### Stated problem
Produce a verbatim copy of the entries listed below.

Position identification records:

========================================

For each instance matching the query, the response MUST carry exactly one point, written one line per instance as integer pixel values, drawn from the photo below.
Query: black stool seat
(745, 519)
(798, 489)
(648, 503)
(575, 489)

========================================

### Result of the exercise
For each instance matching the query, the response MUST carry exactly one point, written one line per instance as integer pixel values, drawn from the photo below.
Query: black stool seat
(745, 519)
(798, 489)
(648, 503)
(575, 489)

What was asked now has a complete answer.